-------- Given passage

Here, we find that the newly discovered evidence "is of such character as to create a probability that had such evidence been received at the trial the verdict would have been more favorable to the defendant" (CPL 440.10[1][g]). A reasonable jury could credit Santoro's testimony regarding the statements made by Gombert, including that he could not be charged with the rape and murder of the victim because "[t]hey already got the other suckers," and find that such statements raise a reasonable doubt as to the defendant's involvement in the subject crimes (see People v Bellamy, 84 AD3d 1260, 1262). Moreover, had Santoro's testimony been available to the defendant at trial, defense counsel could have advanced the theory that Gombert was the actual perpetrator of the crimes, rather than merely denying the defendant's involvement (see People v Malik, 81 AD3d 981, 982). In fact, the codefendant was acquitted following his third trial, at which Santoro's testimony was admitted for the first time.

Further, although the evidence presented at the defendant's trial included the defendant's statement confessing to the crimes, the record reveals the existence of circumstances casting doubt on that statement. The portion of the defendant's statement regarding how he tied the victim's hands together was inconsistent with the testimony of a medical examiner for the People as to the manner in which the victim was "hogtied" with rope. In addition, the defendant presented testimony at trial from a polygraph examiner, who opined that the defendant was telling the truth during a polygraph examination when he initially denied raping and killing the victim. Moreover, we note that various witnesses who initially implicated the defendant and the codefendant have recanted their statements and indicated that they were coerced by the police into making a false statement. For instance, MacGregor, a prosecution witness at the original trials, has since testified that the police left him in a room with Rose "for her to tell the story she was given," and that he signed a false statement due to police threats. Thus, the defendant has a potential basis to argue that his statement was the result of a pattern of police coercion, which has a reasonable probability of raising a reasonable doubt in the minds of the jurors if presented in conjunction with Santoro's testimony (see People v Deacon, 96 AD3d 965, 969).

The People's remaining contentions are without merit.

Accordingly, the County Court providently exercised its discretion in granting the defendant's motion pursuant to CPL 440.10 to vacate his judgment of conviction and for a new trial.

----------------
-------- Extracted data

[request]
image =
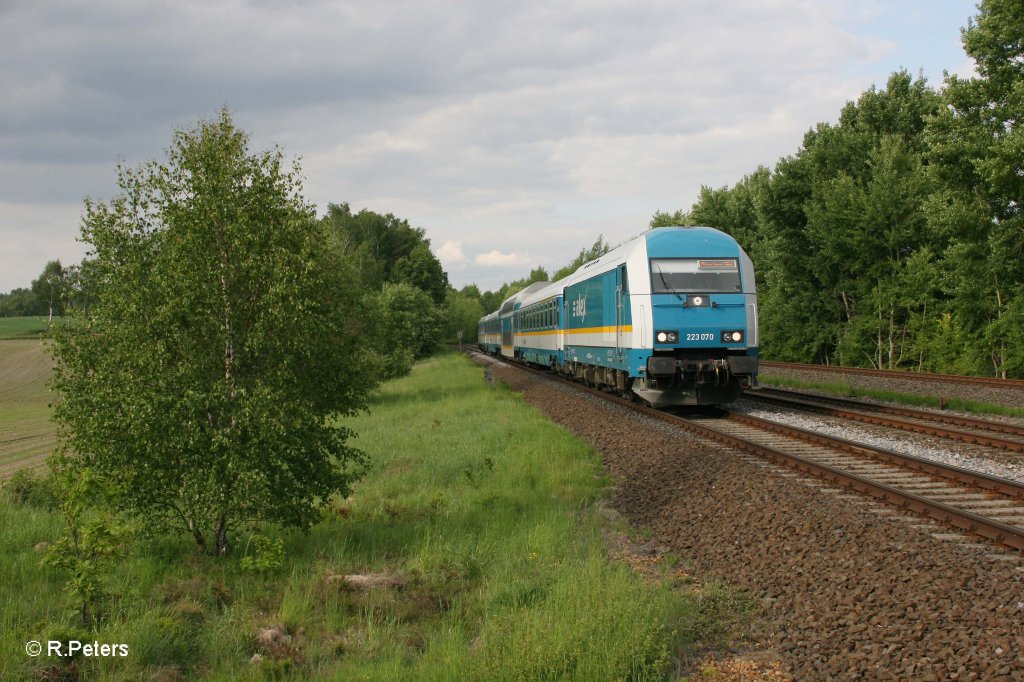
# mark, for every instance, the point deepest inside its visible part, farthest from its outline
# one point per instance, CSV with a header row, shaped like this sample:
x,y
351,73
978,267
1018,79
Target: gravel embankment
x,y
1010,397
852,594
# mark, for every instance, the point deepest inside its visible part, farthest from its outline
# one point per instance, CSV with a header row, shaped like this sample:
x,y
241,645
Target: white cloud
x,y
501,128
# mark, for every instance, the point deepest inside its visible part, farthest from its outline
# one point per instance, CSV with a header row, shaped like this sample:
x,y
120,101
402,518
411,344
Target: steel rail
x,y
900,374
893,422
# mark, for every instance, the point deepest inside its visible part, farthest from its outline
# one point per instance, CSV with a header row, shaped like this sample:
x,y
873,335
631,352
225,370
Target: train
x,y
669,317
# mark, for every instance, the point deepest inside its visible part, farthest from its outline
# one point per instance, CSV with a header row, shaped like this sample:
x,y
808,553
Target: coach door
x,y
622,300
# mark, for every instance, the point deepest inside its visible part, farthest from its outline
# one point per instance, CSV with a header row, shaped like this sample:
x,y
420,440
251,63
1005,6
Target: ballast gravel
x,y
852,594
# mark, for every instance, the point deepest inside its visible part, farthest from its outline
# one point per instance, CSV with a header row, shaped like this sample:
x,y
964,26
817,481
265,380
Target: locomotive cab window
x,y
671,275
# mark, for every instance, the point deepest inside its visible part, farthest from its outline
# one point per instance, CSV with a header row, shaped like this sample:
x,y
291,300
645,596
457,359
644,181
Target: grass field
x,y
478,516
27,436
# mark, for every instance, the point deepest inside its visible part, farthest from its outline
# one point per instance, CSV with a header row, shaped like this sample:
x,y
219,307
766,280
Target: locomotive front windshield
x,y
706,275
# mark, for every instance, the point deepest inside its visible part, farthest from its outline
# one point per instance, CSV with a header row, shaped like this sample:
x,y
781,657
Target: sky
x,y
514,133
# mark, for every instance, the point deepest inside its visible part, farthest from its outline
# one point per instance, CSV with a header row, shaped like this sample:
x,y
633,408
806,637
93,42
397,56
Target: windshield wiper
x,y
665,284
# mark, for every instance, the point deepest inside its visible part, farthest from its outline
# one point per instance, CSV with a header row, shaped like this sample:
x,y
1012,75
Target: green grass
x,y
481,509
848,390
24,328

----------------

◆ Questions on the material:
a – According to the given passage, what happened to the codefendant following his third trial?
b – Rewrite the stretch of the given passage from "The People's remaining" through "a new trial.", replacing "providently" with "properly".
c – Does the given passage support each statement below? (i) The polygraph examiner concluded that the defendant was truthful when he first denied raping and killing the victim. (ii) Santoro's testimony was admitted at the codefendant's first trial. (iii) The County Court denied the defendant's motion for a new trial.

◆ Written responses:
a – He was acquitted.

b –
The People's remaining contentions are without merit.

Accordingly, the County Court properly exercised its discretion in granting the defendant's motion pursuant to CPL 440.10 to vacate his judgment of conviction and for a new trial.

c –
(i) Yes: "opined that the defendant was telling the truth during a polygraph examination when he initially denied raping and killing the victim."
(ii) No: "the codefendant was acquitted following his third trial, at which Santoro's testimony was admitted for the first time."
(iii) No: "the County Court providently exercised its discretion in granting the defendant's motion pursuant to CPL 440.10 to vacate his judgment of conviction and for a new trial."